Start of Selected text

DSL is an arrangement whereby high-speed digital data can be sent down the link between the subscriber and the exchange building, without affecting the use of the line for voice. At the exchange end the line is connected to a device called a DSL Access Multiplexer (DSLAM), using a link from the MDF. Again, the DSLAM may be in the exchange building or may be in another building nearby. The DSLAM then connects to the ISP providing service, usually over a dedicated data link. Note that each ISP requires its own DSLAM at each exchange building (or has to agree use of another's).

Diagram showing DLEs and DSLAMs

Here we see two DSLAMs for an ISP; the corresponding arrangements for multiple ISPs or for LLU should be obvious.

Special switches

Finally, there are a number of special switches. The most important of these are the 26 Advanced Services Units (ASUs) which are Nortel DMS10 (or DMS100; sources disagree) switches used to implement things like FeatureNet. These are allocated various number ranges that don't necessarily match their physical location.

Until recently there was also a mysterious device known as the Colindale MDX, which may have been a prototype for the NGSs, and "London Front Office", which handled the 0171 555 XXXX number block.


Lists of switches

Each tandem switch has a name, which usually includes the location of the switch. In addition, the DMSUs and WATs have names based on local themes, while the NGSs are named after minerals, precious metals, and precious and semi-precious stones, and the ASUs after mythological and astronomical features.

The 76 DMSUs are:

Aberdeen Gordon
Birmingham Cadbury
Birmingham Chamberlain
Birmingham City
Birmingham Mercia
Bishops Stortford Waytemore
Bradford Priestley
Bristol Brunel
Bristol Concorde
Cambridge Kings
Cardiff Taffmead
Carlisle Solway
Chelmsford Tindall
Chester Foregate
Clyde Valley Carrick
Coventry Spires
Crawley Newtown A
Crawley Newtown B
Darlington Stead
Edinburgh Bruce
Edinburgh Saltire
Exeter Buller
Glasgow Kelvin
Glasgow Wallace
Gloucester Civic
Guildford Friary
Ipswich Orwell
Leeds Aire
Leeds Westgate
Leicester Fosse
Leicester Lambert
Liverpool Crystal
London Balfour (Ilford)
London Baynard (City)
London Compton (Colindale)
London Cranmer (Croydon)
London Cromwell (Kingston)
London Gladstone (Colindale)
London Grenville (Eltham)
London North Paddington
London Palmerston (Wood Green)
London Rosebery (Ilford)
London Southbank A (Southwark)
London Southbank B (Southwark)
London Tower A (West End)
London Tower C (West End)

End of Selected text
Start of Collected material

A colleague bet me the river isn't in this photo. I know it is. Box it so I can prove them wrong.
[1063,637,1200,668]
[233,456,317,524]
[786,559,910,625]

End of Collected material

- Required tasks
(1) In the text on telephone switching, what device is the subscriber's line connected to at the exchange end for DSL?
(2) List every DMSU in the telephone switching text that is located in Birmingham.
(3) Extend the text on telephone switching from the point where it stops.

- Responses for each task
(1) A DSL Access Multiplexer (DSLAM).

(2) Birmingham Cadbury, Birmingham Chamberlain, Birmingham City, Birmingham Mercia

(3)
London Walpole (Ealing)
Luton Hatter
Maidstone Courtenay
Manchester Bradley
Manchester Halle
Manchester Lowry
Milton Keynes Phoenix
Newcastle Hadrian
Norwich Wensum
Nottingham Arrow
Oxford Isis
Peterborough Cathedral
Plymouth Drake
Portsmouth Nelson
Preston Guild
Reading Forbury
Reading Kendrick
Salisbury Sarum
Sheffield Charter
Sheffield Sheaf
Shrewsbury Darwin
Slough Upton
Southampton Bargate
Stoke Bennett
Swansea Kilvey
Swindon Gooch
Tunbridge Wells Nash
Warrington Wire
Wolverhampton Express
York Ebor

Note: London Southbank A and B are recently converted from DJSUs. London Tower C has recently been renamed London Tower DXC, and may be a new kind of switch.

The 16 WATs are:

Belfast Cromac
Bolton Crompton
Cambridge Trinity
Gloucester Dean
Leeds Tetley
Liverpool Albany
Liverpool Cavern
London Croydon Fairfield
London Ealing Questor
London Eltham Hope
London Kingston Globe
London Wood Green Empire
Luton Wyvern
Newcastle Federation
Reading White Knights
Tunbridge Wells Tyler

The 13 DJSUs (all in London) are:

Baynard C (City of London)
Colindale A
Croydon A and B
Ealing A and B
Eltham A
Ilford A
Kingston A
North Paddington A
Tower A (West End)
Wood Green A and B

The 63 NGSs are:

Birmingham Azurite
Birmingham Jade
Birmingham Silver
Bishops Stortford Lapis
Bradford Tektites
Bristol Bloodstone
Bristol Zircon
Cambridge Celestine
Cardiff Iolite
Chelmsford Citrine
Chester Danburite
Clyde Valley Moissanite
Coventry Agate
Crawley Peridot
Darlington Rhodonite
Edinburgh Ruby
Exeter Gold
Glasgow Emerald
Gloucester Coral
Guildford Almandine
Ipswich Morganite
Leeds Amber
Leeds Turquoise
Leicester Datolite
Leicester Opal
Liverpool Gypsum
London Albite (Central)
London Argonite (South)
London Axinite (North)
London Bixbite (Central)
London Carnelian (South)
London Diamond (East)
London Feldspar (South)
London Garnet (South)
London Pearl (South)
London Pyrope (West)
London Quartz (East)
London Rutile (North)
London Topaz (Central)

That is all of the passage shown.